## AVAILABLE RECORDS
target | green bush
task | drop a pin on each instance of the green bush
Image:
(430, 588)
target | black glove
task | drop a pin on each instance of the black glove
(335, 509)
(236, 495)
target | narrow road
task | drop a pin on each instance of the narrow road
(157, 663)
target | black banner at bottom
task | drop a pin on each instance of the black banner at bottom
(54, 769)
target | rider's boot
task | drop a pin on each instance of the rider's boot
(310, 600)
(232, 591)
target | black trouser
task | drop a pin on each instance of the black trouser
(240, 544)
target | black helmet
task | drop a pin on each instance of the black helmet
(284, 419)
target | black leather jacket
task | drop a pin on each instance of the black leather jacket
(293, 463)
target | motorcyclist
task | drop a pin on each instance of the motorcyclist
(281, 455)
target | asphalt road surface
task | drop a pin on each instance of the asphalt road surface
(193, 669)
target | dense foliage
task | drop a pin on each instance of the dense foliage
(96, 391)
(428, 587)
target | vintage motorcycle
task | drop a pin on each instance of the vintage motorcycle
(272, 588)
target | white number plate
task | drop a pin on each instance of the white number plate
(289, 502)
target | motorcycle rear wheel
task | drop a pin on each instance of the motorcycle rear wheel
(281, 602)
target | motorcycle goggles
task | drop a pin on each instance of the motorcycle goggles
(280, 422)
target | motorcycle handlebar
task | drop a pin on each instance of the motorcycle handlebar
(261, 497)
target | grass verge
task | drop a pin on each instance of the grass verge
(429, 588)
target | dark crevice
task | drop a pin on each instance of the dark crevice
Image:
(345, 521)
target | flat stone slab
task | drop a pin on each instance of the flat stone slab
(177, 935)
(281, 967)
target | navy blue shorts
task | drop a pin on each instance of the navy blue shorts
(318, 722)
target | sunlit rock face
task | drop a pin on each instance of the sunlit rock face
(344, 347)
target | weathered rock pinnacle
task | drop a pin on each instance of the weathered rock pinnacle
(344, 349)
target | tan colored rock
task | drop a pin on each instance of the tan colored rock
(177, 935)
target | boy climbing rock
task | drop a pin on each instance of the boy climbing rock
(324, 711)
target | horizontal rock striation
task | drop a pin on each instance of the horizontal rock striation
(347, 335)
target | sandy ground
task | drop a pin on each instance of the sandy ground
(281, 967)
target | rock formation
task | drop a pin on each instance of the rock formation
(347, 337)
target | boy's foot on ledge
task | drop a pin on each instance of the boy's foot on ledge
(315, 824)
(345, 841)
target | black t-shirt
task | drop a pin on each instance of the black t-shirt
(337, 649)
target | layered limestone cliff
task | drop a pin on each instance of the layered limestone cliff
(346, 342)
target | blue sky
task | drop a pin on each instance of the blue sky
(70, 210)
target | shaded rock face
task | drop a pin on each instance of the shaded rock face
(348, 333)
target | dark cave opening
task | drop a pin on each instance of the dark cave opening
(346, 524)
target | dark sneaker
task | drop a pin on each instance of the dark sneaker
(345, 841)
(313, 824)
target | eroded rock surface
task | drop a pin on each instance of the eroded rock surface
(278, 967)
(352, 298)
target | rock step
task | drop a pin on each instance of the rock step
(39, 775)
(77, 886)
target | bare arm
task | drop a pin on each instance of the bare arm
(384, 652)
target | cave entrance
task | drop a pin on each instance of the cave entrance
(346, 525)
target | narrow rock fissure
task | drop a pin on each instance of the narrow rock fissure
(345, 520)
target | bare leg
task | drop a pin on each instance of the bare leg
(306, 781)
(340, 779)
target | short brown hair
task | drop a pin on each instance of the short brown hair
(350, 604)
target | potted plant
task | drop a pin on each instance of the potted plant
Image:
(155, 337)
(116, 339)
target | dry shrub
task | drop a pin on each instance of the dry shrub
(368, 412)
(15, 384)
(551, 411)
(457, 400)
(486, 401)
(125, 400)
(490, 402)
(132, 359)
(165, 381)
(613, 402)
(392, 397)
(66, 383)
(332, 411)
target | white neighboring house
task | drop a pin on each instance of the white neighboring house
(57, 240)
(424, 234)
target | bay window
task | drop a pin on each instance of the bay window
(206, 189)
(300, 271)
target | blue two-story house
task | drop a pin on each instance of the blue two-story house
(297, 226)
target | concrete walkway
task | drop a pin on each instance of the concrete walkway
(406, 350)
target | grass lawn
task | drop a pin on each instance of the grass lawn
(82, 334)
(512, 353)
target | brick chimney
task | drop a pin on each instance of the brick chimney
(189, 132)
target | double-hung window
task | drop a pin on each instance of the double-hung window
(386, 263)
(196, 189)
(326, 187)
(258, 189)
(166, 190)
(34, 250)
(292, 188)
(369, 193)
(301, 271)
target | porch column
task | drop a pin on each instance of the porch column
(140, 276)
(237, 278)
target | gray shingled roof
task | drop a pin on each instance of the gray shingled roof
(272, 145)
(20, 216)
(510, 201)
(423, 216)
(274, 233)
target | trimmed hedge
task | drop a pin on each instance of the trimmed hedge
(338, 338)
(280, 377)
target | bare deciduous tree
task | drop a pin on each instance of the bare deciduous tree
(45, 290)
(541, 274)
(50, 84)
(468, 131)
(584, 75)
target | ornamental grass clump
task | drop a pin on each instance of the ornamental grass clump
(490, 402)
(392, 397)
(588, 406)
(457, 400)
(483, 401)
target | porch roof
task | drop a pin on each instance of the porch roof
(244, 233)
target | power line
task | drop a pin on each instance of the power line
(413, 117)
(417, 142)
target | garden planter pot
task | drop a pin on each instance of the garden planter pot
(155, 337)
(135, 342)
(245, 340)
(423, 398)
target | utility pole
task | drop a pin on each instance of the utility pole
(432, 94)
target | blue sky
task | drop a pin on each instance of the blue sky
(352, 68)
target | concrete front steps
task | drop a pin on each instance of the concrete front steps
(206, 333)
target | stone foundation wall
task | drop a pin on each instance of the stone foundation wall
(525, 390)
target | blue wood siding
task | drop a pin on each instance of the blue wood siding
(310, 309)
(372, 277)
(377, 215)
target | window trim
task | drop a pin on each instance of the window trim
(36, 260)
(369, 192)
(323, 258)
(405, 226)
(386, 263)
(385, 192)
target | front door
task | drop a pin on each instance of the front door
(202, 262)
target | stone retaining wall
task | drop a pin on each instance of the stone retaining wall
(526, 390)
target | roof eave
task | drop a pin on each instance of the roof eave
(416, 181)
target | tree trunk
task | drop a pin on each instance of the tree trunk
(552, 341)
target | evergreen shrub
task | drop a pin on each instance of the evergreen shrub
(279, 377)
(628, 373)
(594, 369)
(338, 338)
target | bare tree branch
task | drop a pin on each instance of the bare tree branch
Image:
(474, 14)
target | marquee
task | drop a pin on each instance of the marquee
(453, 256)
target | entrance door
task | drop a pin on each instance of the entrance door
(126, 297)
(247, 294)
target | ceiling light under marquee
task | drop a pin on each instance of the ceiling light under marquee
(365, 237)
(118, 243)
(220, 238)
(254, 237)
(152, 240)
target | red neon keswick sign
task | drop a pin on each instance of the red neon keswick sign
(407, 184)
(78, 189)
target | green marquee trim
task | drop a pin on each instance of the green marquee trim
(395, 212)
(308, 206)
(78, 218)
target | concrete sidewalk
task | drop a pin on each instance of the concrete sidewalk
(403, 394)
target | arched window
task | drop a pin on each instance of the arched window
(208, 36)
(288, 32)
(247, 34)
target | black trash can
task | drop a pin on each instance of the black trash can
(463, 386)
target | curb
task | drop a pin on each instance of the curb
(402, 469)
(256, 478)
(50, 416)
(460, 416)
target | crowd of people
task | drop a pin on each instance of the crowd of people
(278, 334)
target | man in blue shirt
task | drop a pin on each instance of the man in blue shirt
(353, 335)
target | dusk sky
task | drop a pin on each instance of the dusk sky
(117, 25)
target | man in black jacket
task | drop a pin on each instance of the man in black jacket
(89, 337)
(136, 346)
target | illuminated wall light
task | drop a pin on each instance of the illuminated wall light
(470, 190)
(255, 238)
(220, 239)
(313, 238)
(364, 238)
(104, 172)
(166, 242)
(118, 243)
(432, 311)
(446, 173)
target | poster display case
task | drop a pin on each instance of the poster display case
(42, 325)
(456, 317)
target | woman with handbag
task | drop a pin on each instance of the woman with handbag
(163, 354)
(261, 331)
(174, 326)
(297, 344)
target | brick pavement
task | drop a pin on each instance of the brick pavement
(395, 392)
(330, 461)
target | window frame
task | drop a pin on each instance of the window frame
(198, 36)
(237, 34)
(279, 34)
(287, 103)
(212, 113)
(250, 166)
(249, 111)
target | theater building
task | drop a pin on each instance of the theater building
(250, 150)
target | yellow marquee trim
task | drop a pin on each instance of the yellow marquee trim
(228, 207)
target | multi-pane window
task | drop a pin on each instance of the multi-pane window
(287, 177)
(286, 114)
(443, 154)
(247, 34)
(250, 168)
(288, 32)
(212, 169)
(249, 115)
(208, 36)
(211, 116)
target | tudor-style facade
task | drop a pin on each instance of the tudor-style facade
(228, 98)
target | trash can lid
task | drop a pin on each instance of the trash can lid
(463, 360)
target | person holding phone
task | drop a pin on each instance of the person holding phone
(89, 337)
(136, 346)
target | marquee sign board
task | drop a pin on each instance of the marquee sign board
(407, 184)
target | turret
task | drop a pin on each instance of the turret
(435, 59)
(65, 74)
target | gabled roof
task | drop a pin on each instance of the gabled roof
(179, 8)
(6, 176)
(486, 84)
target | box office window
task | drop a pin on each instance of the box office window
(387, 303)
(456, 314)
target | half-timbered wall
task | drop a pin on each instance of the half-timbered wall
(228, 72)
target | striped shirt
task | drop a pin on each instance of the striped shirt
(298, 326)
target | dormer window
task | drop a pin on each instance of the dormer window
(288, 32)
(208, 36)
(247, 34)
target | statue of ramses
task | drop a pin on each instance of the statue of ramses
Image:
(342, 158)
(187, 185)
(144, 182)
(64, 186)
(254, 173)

## THE REQUEST
Print exactly the lines from the one with "target | trash can lid" through the end of the data, inclusive.

## PROBLEM SOLUTION
target | trash can lid
task | drop a pin on each instance of the trash can lid
(463, 360)
target | person holding phone
task | drop a pin on each instance of the person holding phone
(89, 337)
(136, 346)
target | marquee sign board
task | drop a pin on each instance of the marquee sign board
(407, 184)
target | turret
task | drop a pin on each instance of the turret
(435, 59)
(65, 74)
target | gabled roof
task | drop a pin on each instance of the gabled roof
(179, 8)
(6, 176)
(486, 84)
target | box office window
task | drop a pin on each instance of the box office window
(387, 303)
(456, 314)
target | half-timbered wall
task | drop a pin on each instance of the half-timbered wall
(228, 72)
target | striped shirt
task | drop a pin on each instance of the striped shirt
(298, 326)
target | dormer window
task | drop a pin on each instance of the dormer window
(288, 32)
(208, 36)
(247, 34)
target | statue of ramses
task | drop a pin on each instance of the statue of ramses
Image:
(342, 158)
(187, 185)
(144, 182)
(64, 186)
(254, 173)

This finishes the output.